[begin Passage shown]
This is a Knock-off Satori
Tbow
http://www.archeryshop.com.au/p/9301170/tbow-62-recurve-hunting-recurve.html


----------



## Daniel L (Nov 23, 2013)

I hope Hoyt's lawyers are onto them.. that's a shameless copy!


----------



## Draven Olary (Jun 12, 2016)

It's copied everything, including the way the logo on the limbs is made. I can't believe these guys ...
The gentleman in the video is baffled about how good is shooting that bow for the price point. If he knew how much the Hoyt is selling ...


----------



## Yooper-travler (Feb 28, 2011)

Draven Olary said:


> It's copied everything, including the way the logo on the limbs is made. I can't believe these guys ...
> The gentleman in the video is baffled about how good is shooting that bow for the price point. If he knew how much the Hoyt is selling ...


Saw that on the wall the other day.


----------



## kentsabrina (Aug 23, 2017)

Draven Olary said:


> This is a Knock-off Satori
> Tbow
> http://www.archeryshop.com.au/p/9301170/tbow-62-recurve-hunting-recurve.html


yes, I first noticed this T-Bow thing about month ago on a Philippines' site.....before it reached Aus, didn't post it up to avoid encouragement in purchase

as far as I researched, haven't seen a single Chinese sellers carry it, so dont think it is made in China, or they are smart enough not to carry a exact copy.

The only Hoyt knock off that is made in China u can find today, is a casting version Buffalo, which is a 100% shape copy (brand-less though) from alloy casting, so material n finish-wise they are totally not in a same level, n no formular limbs are offered.


----------



## kentsabrina (Aug 23, 2017)

Draven Olary said:


> It's copied everything, including the way the logo on the limbs is made. I can't believe these guys ...
> The gentleman in the video is baffled about how good is shooting that bow for the price point. If he knew how much the Hoyt is selling ...


I think Steven is being stupid on this one, this might very much be a legal nightmare for his business...for what?? he is a reputable PSE n W&W dealer @ his region.

he knows this bow is going to be a big seller, for someone wants a Satori but don't want to pay full price...but I dont think he is able to make a $2000 profit from selling his current lot, but for sure, he got all Hoyt dealerships @ his tail now.

to me...the idea is just plain stupid....as u are paying an authentic Satori riser-only's price for a total knock off set.......

People will laugh at u literally if u show up with it @ range or any event......


----------



## 10arrows (Feb 6, 2016)

I think I am going to try one of these risers.
[end Passage shown]
▶ [Instruction A] Render the sentence "I think I am going to try one of these risers." from the thread about the copied bow into French.
▶ [Instruction B] Reproduce the portion of the thread about the copied bow starting at "I think Steven" and ending at "dealer @ his region.".
The lines that follow come from a separate source and are unrelated to the thread.
[begin Data section]
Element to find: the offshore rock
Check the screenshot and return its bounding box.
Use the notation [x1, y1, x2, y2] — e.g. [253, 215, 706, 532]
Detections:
[end Data section]
▶ [Task result A] Je pense que je vais essayer l'une de ces poignées.

▶ [Task result B]
I think Steven is being stupid on this one, this might very much be a legal nightmare for his business...for what?? he is a reputable PSE n W&W dealer @ his region.